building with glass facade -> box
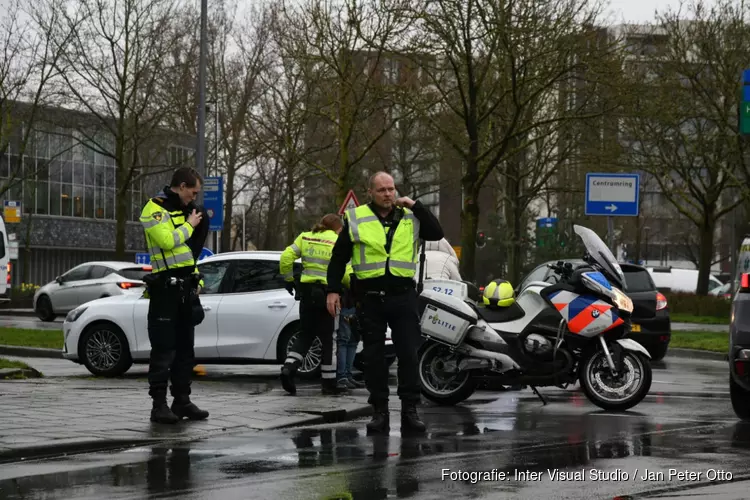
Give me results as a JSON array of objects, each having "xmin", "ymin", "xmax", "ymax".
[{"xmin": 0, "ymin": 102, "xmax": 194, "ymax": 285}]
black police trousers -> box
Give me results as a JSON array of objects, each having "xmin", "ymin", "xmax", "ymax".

----

### Set task
Copy every one of the lines above word for word, but leave the pictures out of your copy.

### The response
building with glass facade -> box
Give me results as a JSON array of objects, each having "xmin", "ymin", "xmax", "ymax".
[{"xmin": 0, "ymin": 102, "xmax": 194, "ymax": 285}]
black police trousers -> box
Give me results as a JSON array of objects, each having "xmin", "ymin", "xmax", "ymax".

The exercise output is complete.